(Dataset entries)
###

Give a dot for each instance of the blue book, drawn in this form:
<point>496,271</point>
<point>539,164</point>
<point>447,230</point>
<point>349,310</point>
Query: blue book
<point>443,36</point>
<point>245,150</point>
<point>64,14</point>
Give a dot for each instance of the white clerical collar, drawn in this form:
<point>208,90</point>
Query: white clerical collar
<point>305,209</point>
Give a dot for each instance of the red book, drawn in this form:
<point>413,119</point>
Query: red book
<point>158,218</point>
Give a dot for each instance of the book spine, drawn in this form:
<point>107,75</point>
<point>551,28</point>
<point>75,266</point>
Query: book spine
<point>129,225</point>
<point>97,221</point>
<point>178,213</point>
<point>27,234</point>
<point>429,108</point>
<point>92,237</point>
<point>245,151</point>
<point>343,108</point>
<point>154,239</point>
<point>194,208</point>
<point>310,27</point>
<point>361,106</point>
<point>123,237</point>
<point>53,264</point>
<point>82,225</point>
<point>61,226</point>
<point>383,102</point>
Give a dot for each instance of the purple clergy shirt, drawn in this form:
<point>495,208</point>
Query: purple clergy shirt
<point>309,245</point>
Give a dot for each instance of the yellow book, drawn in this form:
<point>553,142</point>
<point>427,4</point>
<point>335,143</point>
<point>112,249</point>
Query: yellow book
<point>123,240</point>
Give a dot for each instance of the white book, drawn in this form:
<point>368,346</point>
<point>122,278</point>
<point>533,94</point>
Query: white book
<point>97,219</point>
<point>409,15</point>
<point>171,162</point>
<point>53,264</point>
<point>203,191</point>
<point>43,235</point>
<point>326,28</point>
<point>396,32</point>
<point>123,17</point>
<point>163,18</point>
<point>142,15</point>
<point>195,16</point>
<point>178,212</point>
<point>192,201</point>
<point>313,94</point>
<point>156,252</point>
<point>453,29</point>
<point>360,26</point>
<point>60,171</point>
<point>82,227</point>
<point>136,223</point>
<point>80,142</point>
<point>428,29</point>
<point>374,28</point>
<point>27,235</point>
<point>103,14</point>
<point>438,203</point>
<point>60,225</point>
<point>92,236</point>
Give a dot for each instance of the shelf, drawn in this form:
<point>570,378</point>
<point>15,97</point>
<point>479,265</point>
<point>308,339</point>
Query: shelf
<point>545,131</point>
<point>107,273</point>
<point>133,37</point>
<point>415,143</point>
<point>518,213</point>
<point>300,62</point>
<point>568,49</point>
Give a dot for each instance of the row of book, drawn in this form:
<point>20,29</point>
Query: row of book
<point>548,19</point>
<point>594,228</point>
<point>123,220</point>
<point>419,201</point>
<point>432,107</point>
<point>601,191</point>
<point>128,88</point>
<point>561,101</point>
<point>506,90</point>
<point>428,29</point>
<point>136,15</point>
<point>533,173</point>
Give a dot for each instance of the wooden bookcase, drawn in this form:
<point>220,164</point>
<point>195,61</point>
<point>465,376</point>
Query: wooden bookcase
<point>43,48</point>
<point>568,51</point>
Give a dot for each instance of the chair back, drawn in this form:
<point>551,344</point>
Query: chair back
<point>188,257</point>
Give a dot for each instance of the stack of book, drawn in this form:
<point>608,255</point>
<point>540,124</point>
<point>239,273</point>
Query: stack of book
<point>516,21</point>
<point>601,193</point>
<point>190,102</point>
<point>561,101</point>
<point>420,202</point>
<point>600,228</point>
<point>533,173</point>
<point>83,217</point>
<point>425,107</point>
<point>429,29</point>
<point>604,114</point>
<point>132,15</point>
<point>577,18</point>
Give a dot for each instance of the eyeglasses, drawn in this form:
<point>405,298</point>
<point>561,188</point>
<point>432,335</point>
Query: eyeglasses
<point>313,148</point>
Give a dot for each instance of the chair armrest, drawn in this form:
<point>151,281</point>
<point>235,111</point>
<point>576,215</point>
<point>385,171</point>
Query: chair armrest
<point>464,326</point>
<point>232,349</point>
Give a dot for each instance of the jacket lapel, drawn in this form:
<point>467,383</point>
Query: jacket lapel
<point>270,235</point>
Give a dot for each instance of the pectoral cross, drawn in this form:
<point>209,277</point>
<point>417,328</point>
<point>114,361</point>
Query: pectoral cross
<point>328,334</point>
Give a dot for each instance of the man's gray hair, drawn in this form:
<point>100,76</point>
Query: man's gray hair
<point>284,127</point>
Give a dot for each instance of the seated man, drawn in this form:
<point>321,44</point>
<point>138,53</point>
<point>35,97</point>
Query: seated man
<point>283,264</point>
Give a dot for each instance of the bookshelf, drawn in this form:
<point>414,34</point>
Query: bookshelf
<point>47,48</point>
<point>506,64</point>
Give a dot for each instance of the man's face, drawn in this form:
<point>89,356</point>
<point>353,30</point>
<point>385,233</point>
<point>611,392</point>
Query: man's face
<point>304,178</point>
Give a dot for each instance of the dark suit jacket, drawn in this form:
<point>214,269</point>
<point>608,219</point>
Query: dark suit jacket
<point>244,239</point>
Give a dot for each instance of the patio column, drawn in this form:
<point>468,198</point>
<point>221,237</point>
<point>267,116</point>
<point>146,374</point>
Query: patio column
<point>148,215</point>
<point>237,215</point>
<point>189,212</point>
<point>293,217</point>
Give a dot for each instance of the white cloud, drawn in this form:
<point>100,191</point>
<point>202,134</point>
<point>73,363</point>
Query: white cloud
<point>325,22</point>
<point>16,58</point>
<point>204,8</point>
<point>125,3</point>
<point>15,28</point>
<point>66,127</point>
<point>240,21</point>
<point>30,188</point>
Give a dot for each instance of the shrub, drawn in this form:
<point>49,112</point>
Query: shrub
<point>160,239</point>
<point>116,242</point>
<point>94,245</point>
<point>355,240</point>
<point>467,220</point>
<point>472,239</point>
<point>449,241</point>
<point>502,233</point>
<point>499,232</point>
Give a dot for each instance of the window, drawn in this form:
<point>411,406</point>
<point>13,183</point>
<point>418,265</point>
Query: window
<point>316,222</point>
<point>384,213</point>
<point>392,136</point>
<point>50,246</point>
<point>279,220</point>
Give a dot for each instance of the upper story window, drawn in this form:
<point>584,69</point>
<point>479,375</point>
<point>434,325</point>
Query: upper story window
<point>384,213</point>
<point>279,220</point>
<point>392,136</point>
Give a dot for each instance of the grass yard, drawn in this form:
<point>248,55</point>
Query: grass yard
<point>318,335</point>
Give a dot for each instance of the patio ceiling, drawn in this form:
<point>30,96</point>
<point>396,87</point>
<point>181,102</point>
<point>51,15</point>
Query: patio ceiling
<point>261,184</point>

###

Make an exact copy of the data above.

RESULT OF THIS EXERCISE:
Give a dot for each instance of the blue book, drawn in this form:
<point>496,271</point>
<point>539,164</point>
<point>447,230</point>
<point>349,310</point>
Query: blue book
<point>443,36</point>
<point>245,150</point>
<point>64,14</point>
Give a dot for each instance of the white clerical collar, drawn in this form:
<point>208,90</point>
Query: white clerical collar
<point>305,209</point>
Give a dot for each instance of the red book, drawn in this form:
<point>413,119</point>
Query: red book
<point>158,218</point>
Give a dot for each instance of the book spine, drawn in this form:
<point>107,75</point>
<point>551,28</point>
<point>75,266</point>
Query: book spine
<point>129,225</point>
<point>97,221</point>
<point>178,213</point>
<point>27,234</point>
<point>429,108</point>
<point>92,237</point>
<point>245,151</point>
<point>343,108</point>
<point>154,239</point>
<point>194,208</point>
<point>310,27</point>
<point>361,106</point>
<point>123,237</point>
<point>53,264</point>
<point>82,225</point>
<point>61,226</point>
<point>383,102</point>
Give a dot for each instance of the purple clergy shirt, drawn in this form:
<point>495,208</point>
Query: purple clergy shirt
<point>309,245</point>
Give a dot for each instance of the yellow book, drawn in this form:
<point>553,142</point>
<point>427,4</point>
<point>335,143</point>
<point>112,249</point>
Query: yellow book
<point>123,240</point>
Give a dot for each instance of the white book, drawn in this form:
<point>368,346</point>
<point>122,278</point>
<point>533,94</point>
Query: white book
<point>97,219</point>
<point>409,15</point>
<point>171,162</point>
<point>53,264</point>
<point>203,191</point>
<point>43,235</point>
<point>326,28</point>
<point>396,32</point>
<point>123,17</point>
<point>163,18</point>
<point>142,15</point>
<point>195,16</point>
<point>178,212</point>
<point>192,201</point>
<point>313,94</point>
<point>156,252</point>
<point>453,29</point>
<point>360,26</point>
<point>60,171</point>
<point>82,227</point>
<point>136,223</point>
<point>80,142</point>
<point>428,29</point>
<point>374,28</point>
<point>27,235</point>
<point>103,14</point>
<point>438,203</point>
<point>60,225</point>
<point>92,236</point>
Give a dot for each instance of the shelf, drawn in this form:
<point>570,378</point>
<point>15,97</point>
<point>479,265</point>
<point>308,339</point>
Query: shelf
<point>545,131</point>
<point>107,273</point>
<point>133,37</point>
<point>415,143</point>
<point>518,213</point>
<point>300,62</point>
<point>568,49</point>
Give a dot for each instance of the row of book, drawn in this form:
<point>20,29</point>
Query: row of book
<point>548,19</point>
<point>594,228</point>
<point>123,220</point>
<point>419,201</point>
<point>432,107</point>
<point>601,191</point>
<point>128,88</point>
<point>561,101</point>
<point>506,90</point>
<point>428,29</point>
<point>136,15</point>
<point>533,173</point>
Give a dot for each instance of the wooden bookcase, drawn in this form:
<point>220,164</point>
<point>195,61</point>
<point>465,376</point>
Query: wooden bookcase
<point>43,48</point>
<point>568,51</point>
Give a dot for each instance of the chair back, drawn in this form:
<point>551,344</point>
Query: chair back
<point>188,257</point>
Give a dot for each instance of the stack of book, drawn in this form:
<point>608,255</point>
<point>540,124</point>
<point>239,273</point>
Query: stack of book
<point>516,21</point>
<point>601,193</point>
<point>190,102</point>
<point>561,101</point>
<point>420,202</point>
<point>600,228</point>
<point>533,173</point>
<point>83,217</point>
<point>425,107</point>
<point>429,29</point>
<point>604,114</point>
<point>132,15</point>
<point>577,18</point>
Give a dot for each instance of the eyeglasses, drawn in this form:
<point>405,298</point>
<point>561,188</point>
<point>432,335</point>
Query: eyeglasses
<point>313,148</point>
Give a dot for each instance of the chair armrest, drawn in this form:
<point>151,281</point>
<point>235,111</point>
<point>576,215</point>
<point>385,171</point>
Query: chair armrest
<point>464,326</point>
<point>232,349</point>
Give a dot for each instance of the jacket lapel, drawn in this form:
<point>467,383</point>
Query: jacket lapel
<point>270,235</point>
Give a dot for each instance of the pectoral cross, drawn in this form:
<point>209,277</point>
<point>417,328</point>
<point>114,361</point>
Query: pectoral cross
<point>328,334</point>
Give a dot for each instance of the man's gray hair, drawn in this form:
<point>100,76</point>
Query: man's gray hair
<point>284,127</point>
Give a dot for each instance of the seated man, drawn in this form:
<point>321,44</point>
<point>138,53</point>
<point>35,97</point>
Query: seated man
<point>283,264</point>
Give a dot for each instance of the bookshelf, drawn in this form:
<point>414,34</point>
Query: bookshelf
<point>47,48</point>
<point>506,64</point>
Give a dot for each instance of the man's face, drawn in this form:
<point>89,356</point>
<point>353,30</point>
<point>385,233</point>
<point>611,392</point>
Query: man's face
<point>304,178</point>
Give a dot for each instance of the dark suit jacket, drawn in this form:
<point>214,269</point>
<point>608,219</point>
Query: dark suit jacket
<point>244,239</point>
Give a dot for each instance of the patio column, drawn in this form:
<point>468,198</point>
<point>221,237</point>
<point>267,116</point>
<point>146,374</point>
Query: patio column
<point>148,215</point>
<point>237,215</point>
<point>189,212</point>
<point>293,217</point>
Give a dot for each instance of the white cloud, drawn in this form:
<point>100,191</point>
<point>202,134</point>
<point>73,363</point>
Query: white cloud
<point>325,22</point>
<point>16,58</point>
<point>204,8</point>
<point>125,3</point>
<point>15,28</point>
<point>66,127</point>
<point>240,21</point>
<point>30,188</point>
Give a dot for each instance of the shrub, drawn in this form:
<point>49,112</point>
Query: shrub
<point>160,239</point>
<point>116,242</point>
<point>94,245</point>
<point>355,240</point>
<point>467,220</point>
<point>472,239</point>
<point>449,241</point>
<point>502,233</point>
<point>499,232</point>
Give a dot for each instance of the window, drawn in this form:
<point>411,406</point>
<point>13,183</point>
<point>418,265</point>
Query: window
<point>316,222</point>
<point>384,213</point>
<point>392,136</point>
<point>50,246</point>
<point>279,220</point>
Give a dot for each instance of the upper story window, drawn in this form:
<point>584,69</point>
<point>479,375</point>
<point>434,325</point>
Query: upper story window
<point>384,213</point>
<point>279,220</point>
<point>392,136</point>
Give a dot for each instance of the grass yard, drawn in this form:
<point>248,55</point>
Query: grass yard
<point>318,335</point>
Give a dot for each instance of the patio ceiling, drawn in this form:
<point>30,96</point>
<point>396,87</point>
<point>181,102</point>
<point>51,15</point>
Query: patio ceiling
<point>261,184</point>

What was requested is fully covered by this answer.